Prompt >> Of the entries below, restate word for word only the section that runs from the line with "Target: person's head" to the line with "Put a point on every instance of the building window.", counting both ends.

---------- Data to process

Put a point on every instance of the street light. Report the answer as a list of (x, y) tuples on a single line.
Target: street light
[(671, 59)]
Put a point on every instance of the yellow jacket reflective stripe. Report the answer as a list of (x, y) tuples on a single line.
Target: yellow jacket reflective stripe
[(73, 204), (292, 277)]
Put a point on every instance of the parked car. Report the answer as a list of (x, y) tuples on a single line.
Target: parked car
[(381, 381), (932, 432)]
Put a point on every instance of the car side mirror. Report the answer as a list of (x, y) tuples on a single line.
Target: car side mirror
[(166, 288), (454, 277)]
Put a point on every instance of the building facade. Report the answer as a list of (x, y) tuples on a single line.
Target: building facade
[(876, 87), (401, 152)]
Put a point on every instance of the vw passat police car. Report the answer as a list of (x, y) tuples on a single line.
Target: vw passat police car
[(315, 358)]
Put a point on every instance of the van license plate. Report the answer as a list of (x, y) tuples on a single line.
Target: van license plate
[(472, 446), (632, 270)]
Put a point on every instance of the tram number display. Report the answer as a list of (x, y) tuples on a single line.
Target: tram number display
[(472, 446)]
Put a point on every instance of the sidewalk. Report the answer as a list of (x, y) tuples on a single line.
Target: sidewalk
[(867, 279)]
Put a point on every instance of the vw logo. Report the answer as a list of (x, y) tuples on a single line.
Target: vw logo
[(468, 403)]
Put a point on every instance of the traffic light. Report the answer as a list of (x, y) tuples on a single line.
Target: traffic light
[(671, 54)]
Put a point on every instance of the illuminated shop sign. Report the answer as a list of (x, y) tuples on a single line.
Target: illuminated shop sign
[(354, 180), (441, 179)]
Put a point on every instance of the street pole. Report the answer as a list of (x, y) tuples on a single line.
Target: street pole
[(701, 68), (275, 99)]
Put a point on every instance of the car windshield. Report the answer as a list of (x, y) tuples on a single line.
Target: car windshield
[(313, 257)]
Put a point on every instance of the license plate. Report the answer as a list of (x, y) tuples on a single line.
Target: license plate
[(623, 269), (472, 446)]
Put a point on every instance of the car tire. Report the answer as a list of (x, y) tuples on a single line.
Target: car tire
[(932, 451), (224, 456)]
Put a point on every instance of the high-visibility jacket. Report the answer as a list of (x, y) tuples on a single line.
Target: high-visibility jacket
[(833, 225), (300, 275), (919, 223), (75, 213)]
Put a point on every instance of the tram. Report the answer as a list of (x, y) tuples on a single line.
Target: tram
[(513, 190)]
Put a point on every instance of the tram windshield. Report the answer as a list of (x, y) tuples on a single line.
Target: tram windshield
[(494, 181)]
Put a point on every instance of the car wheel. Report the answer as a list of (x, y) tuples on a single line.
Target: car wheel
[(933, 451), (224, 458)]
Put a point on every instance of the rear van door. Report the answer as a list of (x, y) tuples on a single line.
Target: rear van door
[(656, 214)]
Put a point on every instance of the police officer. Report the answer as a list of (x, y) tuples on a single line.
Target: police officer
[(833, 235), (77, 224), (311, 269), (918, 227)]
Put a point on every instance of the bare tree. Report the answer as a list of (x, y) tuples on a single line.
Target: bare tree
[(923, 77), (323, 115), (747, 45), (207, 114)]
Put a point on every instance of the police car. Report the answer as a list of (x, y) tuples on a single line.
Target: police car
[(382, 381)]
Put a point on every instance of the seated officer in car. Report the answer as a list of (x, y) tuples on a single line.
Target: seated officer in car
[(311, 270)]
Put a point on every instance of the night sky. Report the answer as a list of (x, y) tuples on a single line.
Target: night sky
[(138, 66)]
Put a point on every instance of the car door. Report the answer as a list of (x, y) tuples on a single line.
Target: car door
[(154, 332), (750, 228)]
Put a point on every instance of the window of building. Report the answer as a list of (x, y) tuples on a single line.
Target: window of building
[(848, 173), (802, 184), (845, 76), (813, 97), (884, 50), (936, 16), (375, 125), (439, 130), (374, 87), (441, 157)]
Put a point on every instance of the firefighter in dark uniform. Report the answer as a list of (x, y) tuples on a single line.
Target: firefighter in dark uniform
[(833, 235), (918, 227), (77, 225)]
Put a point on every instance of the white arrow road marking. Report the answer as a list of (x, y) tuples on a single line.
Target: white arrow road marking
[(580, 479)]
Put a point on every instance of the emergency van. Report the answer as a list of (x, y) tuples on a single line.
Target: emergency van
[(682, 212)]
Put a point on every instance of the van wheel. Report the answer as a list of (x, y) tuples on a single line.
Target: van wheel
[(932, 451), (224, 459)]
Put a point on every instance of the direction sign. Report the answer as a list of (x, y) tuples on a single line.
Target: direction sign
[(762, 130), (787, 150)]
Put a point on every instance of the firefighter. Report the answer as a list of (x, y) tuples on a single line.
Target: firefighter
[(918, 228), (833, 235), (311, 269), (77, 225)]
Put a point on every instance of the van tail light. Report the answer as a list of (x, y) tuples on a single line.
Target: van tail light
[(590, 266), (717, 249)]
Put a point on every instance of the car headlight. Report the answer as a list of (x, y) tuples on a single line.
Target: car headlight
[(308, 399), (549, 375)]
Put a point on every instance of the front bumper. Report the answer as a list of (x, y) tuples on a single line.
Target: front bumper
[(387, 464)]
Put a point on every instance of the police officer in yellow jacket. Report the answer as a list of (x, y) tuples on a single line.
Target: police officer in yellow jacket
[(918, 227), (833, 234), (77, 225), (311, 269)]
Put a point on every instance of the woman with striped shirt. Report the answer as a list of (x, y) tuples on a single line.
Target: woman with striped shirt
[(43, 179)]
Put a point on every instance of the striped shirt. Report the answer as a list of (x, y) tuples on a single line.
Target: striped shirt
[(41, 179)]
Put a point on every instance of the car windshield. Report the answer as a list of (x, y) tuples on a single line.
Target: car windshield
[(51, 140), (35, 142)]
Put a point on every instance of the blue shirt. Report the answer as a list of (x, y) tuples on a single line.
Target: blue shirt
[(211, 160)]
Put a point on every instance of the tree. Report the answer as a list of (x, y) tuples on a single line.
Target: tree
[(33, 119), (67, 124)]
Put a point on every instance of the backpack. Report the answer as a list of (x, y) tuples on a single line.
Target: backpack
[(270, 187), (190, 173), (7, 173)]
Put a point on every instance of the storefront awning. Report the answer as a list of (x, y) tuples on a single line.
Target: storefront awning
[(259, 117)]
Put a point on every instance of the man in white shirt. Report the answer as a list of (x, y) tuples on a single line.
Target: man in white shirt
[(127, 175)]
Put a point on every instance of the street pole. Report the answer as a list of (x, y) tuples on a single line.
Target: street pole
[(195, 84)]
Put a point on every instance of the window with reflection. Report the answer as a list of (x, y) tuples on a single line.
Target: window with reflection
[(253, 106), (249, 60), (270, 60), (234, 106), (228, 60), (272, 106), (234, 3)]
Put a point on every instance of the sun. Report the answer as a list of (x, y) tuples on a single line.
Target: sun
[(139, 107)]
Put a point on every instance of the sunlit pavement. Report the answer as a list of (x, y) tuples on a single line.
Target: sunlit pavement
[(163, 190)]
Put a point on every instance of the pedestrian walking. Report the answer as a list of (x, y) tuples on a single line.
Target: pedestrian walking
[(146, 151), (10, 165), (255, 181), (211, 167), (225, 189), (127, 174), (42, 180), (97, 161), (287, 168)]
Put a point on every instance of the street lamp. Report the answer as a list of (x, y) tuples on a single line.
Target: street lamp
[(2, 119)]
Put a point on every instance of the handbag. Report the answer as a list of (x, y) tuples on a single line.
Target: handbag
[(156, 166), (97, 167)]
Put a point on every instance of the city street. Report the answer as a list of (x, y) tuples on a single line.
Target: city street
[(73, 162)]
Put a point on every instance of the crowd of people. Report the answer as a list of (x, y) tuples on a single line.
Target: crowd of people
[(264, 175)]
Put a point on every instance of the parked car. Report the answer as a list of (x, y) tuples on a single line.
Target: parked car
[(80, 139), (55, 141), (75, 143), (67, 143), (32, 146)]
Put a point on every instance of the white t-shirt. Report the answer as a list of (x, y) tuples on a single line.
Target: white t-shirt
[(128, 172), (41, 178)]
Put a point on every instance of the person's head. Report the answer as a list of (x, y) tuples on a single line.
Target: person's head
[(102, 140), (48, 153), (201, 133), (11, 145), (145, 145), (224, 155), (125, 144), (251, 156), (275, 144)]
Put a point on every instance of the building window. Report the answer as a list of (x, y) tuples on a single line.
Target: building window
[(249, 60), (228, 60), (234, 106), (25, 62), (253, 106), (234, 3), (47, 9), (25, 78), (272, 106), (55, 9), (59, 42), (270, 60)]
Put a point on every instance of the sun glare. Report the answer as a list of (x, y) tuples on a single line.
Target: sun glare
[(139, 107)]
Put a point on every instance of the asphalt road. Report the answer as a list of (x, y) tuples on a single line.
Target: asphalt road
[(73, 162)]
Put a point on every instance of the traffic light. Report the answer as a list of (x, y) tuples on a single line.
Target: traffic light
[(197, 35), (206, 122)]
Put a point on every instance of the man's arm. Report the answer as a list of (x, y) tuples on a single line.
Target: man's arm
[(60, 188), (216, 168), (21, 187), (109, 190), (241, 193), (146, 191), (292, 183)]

--------------------

Task result >>
Target: person's head
[(102, 140), (48, 153), (201, 133), (11, 145), (145, 145), (224, 155), (125, 144), (251, 156), (275, 144)]
Put a point on every instance of the building window. Report the answer as a list of (x, y) tuples on a single line.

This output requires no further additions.